[Records of labeled points]

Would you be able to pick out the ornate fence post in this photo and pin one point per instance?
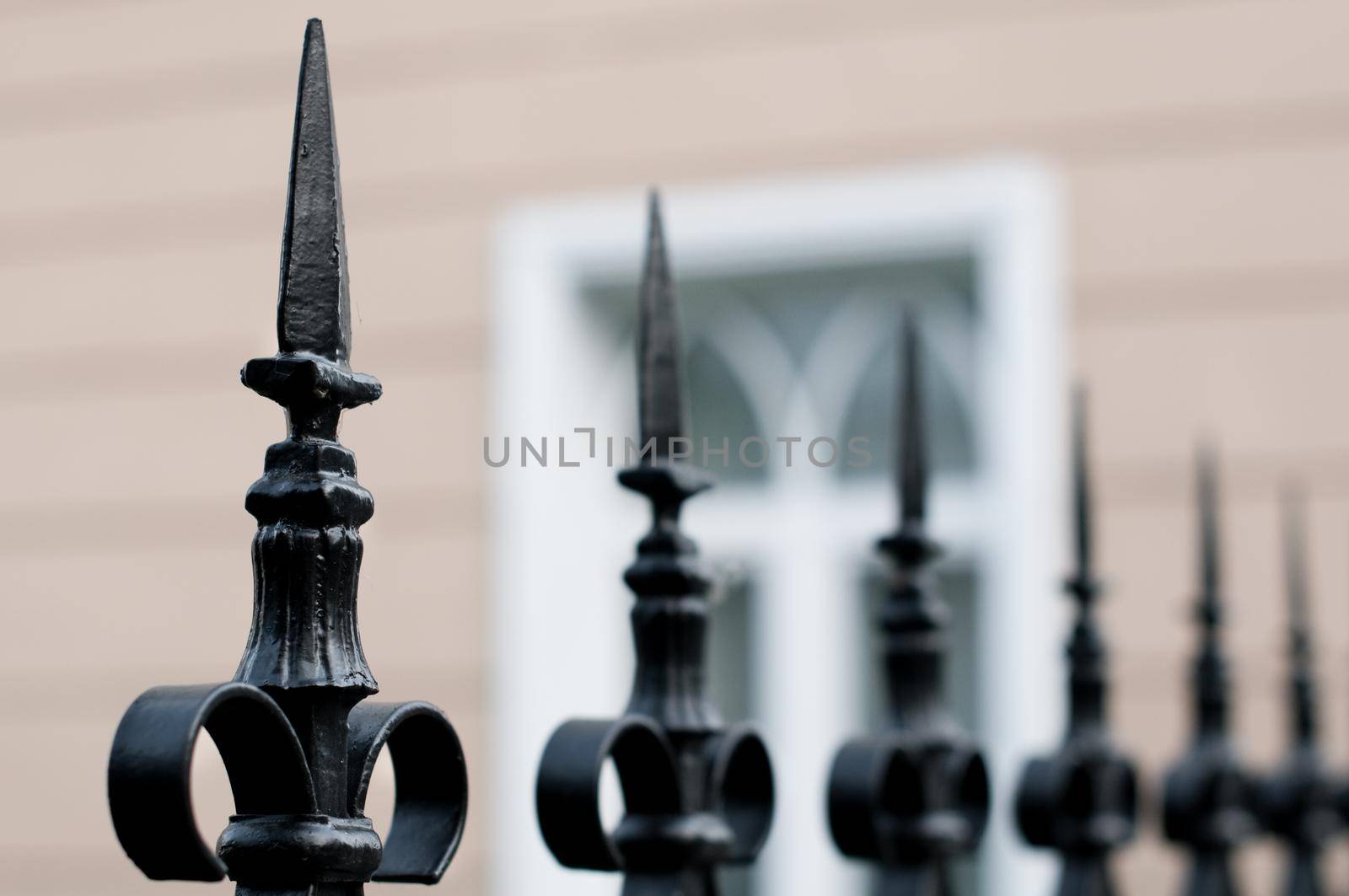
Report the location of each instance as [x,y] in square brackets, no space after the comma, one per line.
[1207,801]
[916,794]
[1298,801]
[296,738]
[698,795]
[1083,801]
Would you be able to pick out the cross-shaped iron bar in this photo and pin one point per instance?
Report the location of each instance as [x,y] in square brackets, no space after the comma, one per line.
[296,740]
[1298,801]
[1083,801]
[698,795]
[1209,797]
[915,795]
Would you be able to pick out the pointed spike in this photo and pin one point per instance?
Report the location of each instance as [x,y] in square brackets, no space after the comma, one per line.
[314,312]
[1209,557]
[912,421]
[1295,561]
[1081,483]
[660,365]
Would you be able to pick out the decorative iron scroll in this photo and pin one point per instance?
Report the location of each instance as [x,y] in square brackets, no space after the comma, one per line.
[915,795]
[696,794]
[296,740]
[1083,802]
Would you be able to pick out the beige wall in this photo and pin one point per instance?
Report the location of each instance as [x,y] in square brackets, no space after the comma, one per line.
[143,148]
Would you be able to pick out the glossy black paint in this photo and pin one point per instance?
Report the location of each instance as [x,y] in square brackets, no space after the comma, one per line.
[698,794]
[1209,795]
[1083,802]
[1298,801]
[915,795]
[297,740]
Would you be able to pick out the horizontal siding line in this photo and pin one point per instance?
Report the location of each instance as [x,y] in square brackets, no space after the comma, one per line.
[509,51]
[435,196]
[1101,301]
[137,368]
[134,368]
[148,527]
[1160,485]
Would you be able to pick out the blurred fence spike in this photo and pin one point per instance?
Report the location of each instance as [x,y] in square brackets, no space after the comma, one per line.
[1209,797]
[698,795]
[1081,802]
[1298,801]
[915,795]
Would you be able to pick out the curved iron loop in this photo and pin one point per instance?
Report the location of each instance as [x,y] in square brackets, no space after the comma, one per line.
[567,794]
[741,790]
[896,799]
[431,791]
[150,772]
[1207,799]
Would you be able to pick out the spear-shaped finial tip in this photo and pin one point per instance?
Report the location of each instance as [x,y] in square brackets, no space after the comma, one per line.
[1209,557]
[660,370]
[314,308]
[912,421]
[1083,582]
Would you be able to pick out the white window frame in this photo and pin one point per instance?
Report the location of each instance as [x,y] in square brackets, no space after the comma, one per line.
[559,539]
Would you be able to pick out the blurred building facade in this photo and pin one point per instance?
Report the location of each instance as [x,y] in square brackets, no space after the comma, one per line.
[1190,154]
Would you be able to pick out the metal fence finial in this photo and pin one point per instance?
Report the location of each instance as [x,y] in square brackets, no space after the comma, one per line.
[696,794]
[1209,797]
[1081,802]
[1298,801]
[296,737]
[660,363]
[915,795]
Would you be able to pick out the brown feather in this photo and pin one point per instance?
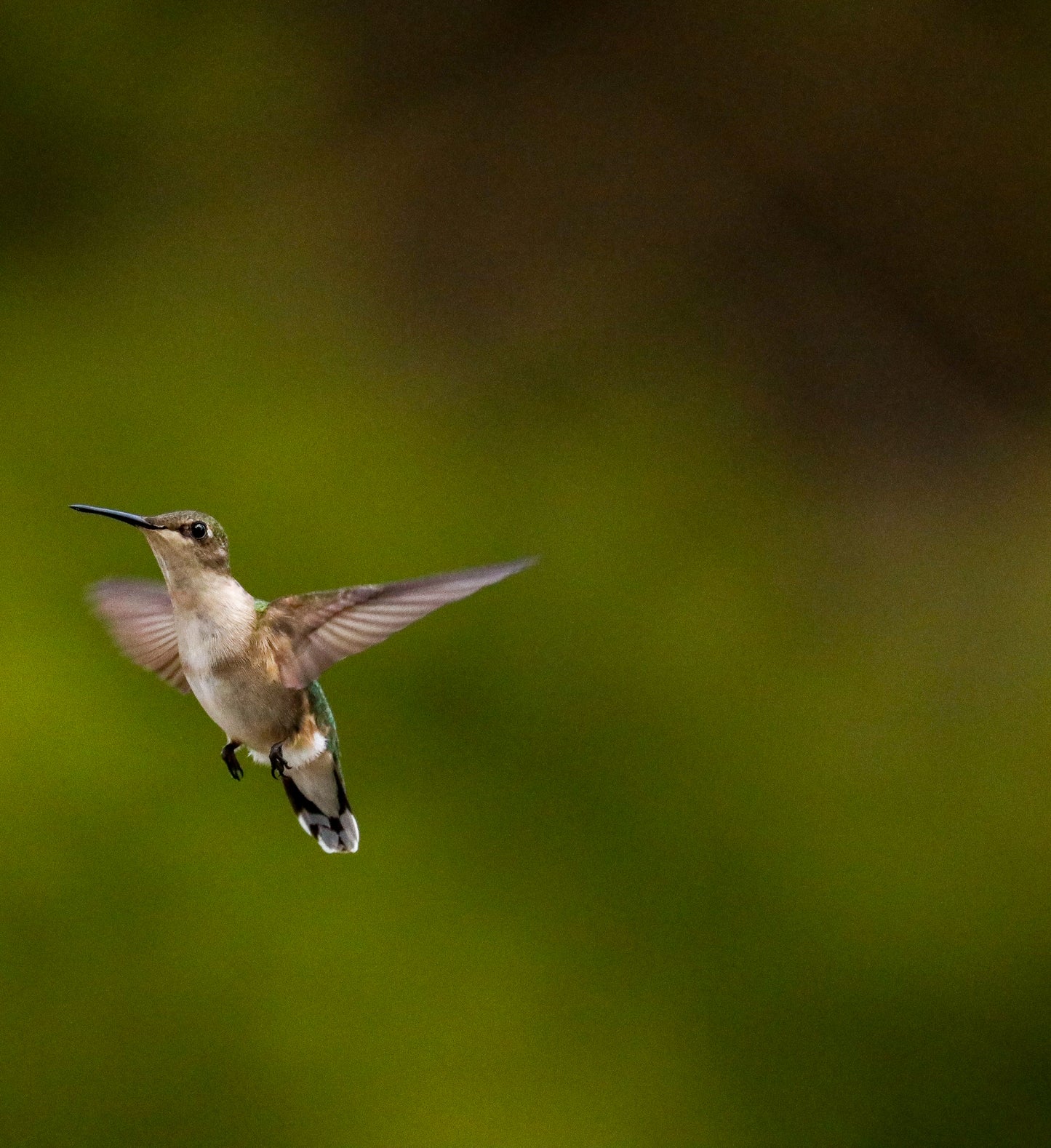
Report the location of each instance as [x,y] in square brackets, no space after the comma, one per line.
[139,617]
[324,628]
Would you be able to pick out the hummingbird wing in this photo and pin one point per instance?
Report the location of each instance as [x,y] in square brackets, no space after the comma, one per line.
[139,617]
[326,627]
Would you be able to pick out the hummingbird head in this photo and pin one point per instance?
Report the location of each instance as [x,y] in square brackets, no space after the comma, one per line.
[185,542]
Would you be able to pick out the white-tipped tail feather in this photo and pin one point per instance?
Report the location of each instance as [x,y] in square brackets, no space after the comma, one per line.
[319,800]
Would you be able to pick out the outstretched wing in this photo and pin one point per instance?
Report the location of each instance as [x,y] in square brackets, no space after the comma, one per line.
[140,619]
[326,627]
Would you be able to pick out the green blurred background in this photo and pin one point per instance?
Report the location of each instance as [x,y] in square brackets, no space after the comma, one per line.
[727,824]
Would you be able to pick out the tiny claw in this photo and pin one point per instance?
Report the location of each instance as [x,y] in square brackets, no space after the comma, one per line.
[232,764]
[278,765]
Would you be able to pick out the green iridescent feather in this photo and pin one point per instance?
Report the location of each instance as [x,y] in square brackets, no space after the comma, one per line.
[319,704]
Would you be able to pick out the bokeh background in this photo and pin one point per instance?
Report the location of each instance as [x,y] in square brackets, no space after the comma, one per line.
[729,824]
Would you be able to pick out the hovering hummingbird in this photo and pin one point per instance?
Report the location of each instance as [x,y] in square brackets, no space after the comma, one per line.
[254,665]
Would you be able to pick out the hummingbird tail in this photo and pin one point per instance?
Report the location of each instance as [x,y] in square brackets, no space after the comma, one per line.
[319,800]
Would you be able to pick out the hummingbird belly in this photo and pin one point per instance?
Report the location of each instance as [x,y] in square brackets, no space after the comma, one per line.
[249,709]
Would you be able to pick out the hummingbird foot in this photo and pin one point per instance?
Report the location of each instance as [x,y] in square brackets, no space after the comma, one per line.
[231,760]
[278,765]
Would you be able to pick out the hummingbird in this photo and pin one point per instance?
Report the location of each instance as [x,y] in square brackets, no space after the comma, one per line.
[254,665]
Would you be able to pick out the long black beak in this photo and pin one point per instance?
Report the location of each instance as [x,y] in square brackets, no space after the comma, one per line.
[119,516]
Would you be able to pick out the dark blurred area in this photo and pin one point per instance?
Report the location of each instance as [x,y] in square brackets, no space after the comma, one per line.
[727,826]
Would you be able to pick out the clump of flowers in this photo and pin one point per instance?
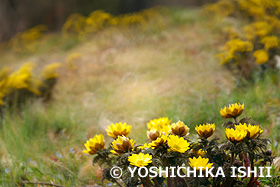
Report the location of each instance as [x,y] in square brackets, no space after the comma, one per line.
[118,129]
[244,146]
[253,44]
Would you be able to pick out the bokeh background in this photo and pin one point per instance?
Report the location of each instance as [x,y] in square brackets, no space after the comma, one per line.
[70,68]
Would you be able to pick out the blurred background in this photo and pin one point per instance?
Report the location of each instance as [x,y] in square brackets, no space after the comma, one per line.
[18,15]
[69,69]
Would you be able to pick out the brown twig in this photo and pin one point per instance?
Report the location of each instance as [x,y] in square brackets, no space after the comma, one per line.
[42,183]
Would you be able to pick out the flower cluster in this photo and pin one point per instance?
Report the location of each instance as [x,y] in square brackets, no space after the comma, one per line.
[257,42]
[169,146]
[17,86]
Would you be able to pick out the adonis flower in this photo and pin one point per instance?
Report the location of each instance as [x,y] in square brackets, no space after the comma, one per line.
[205,130]
[118,129]
[178,144]
[145,146]
[160,124]
[235,135]
[252,130]
[270,42]
[180,129]
[94,144]
[200,162]
[232,111]
[122,145]
[159,141]
[140,160]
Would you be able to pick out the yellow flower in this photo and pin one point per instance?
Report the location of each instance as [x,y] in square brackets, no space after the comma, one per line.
[238,45]
[140,160]
[180,129]
[94,144]
[232,111]
[270,42]
[199,152]
[200,162]
[178,144]
[261,56]
[118,129]
[252,130]
[122,145]
[145,146]
[226,57]
[205,130]
[235,135]
[153,134]
[159,141]
[160,124]
[50,71]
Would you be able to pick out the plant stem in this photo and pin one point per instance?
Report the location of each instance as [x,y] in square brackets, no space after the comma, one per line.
[235,120]
[118,183]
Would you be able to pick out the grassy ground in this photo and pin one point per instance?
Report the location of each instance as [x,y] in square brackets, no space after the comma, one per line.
[129,76]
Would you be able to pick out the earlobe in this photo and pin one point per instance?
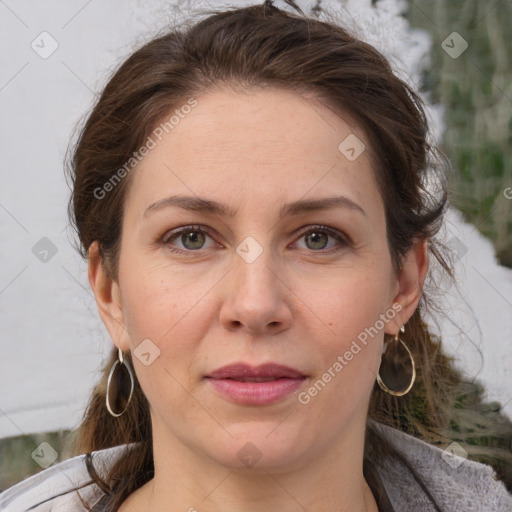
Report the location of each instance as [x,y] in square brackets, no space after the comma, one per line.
[108,298]
[411,280]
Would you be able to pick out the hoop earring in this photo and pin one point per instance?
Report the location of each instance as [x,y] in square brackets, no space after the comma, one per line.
[398,373]
[120,384]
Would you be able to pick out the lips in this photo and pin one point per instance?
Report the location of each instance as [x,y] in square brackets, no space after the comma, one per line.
[245,373]
[261,385]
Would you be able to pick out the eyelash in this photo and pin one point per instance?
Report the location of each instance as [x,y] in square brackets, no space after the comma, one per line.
[172,235]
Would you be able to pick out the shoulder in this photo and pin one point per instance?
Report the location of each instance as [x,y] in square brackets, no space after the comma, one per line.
[455,482]
[65,486]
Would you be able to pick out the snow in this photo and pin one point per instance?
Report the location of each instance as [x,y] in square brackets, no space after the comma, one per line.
[53,343]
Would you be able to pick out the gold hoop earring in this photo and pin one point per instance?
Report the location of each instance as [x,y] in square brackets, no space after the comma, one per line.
[396,374]
[120,399]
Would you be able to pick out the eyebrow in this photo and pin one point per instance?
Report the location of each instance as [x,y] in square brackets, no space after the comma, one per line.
[200,204]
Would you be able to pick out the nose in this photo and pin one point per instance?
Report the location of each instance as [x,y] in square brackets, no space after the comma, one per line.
[256,299]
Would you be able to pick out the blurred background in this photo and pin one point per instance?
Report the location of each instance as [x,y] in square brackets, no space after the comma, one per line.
[56,57]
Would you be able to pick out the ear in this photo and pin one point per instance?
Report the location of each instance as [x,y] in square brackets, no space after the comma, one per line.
[410,284]
[108,299]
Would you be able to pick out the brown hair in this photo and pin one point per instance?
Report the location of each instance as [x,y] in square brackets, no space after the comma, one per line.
[265,47]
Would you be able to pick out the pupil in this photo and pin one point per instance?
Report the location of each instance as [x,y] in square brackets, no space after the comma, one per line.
[319,240]
[196,239]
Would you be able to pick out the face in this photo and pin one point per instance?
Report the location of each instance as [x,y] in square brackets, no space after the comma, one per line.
[274,274]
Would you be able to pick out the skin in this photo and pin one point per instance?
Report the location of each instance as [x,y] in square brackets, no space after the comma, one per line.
[297,304]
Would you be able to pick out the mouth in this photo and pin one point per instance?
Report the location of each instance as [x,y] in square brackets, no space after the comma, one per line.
[261,385]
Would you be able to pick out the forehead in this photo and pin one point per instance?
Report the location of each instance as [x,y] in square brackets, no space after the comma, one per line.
[256,149]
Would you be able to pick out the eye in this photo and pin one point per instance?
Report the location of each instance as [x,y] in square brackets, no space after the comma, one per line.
[317,239]
[192,239]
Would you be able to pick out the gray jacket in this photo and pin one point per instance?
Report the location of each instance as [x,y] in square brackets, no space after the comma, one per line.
[457,484]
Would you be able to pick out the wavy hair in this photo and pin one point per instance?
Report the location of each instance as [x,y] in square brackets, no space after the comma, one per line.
[262,46]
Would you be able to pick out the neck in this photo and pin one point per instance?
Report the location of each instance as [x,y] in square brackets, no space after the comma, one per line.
[194,482]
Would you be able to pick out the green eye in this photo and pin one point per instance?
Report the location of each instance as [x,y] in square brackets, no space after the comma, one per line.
[193,239]
[316,240]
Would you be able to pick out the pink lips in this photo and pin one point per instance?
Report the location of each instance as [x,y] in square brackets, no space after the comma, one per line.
[260,385]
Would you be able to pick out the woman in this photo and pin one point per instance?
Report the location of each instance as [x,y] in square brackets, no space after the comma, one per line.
[251,196]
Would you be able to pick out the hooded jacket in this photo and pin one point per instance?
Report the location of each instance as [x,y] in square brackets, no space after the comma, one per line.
[423,478]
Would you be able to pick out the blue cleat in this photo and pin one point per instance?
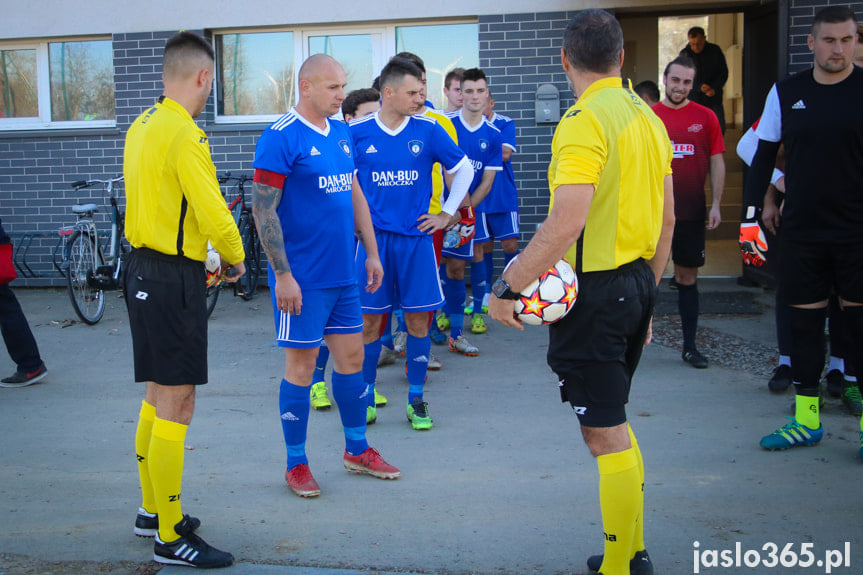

**YOUR INSTRUCTIONS:** Copy out each line in the entries above that contains the word "green". Only lines where the capitalization matches count.

**EXERCISE ANSWER:**
Would you be able to pick out the green blurred background in this photo and pin one point per instance?
Would you be able to pick out the green iridescent feather in this photo and pin one point per instance?
Would you be able to pick out the green eye in this photo and pin one point per instance?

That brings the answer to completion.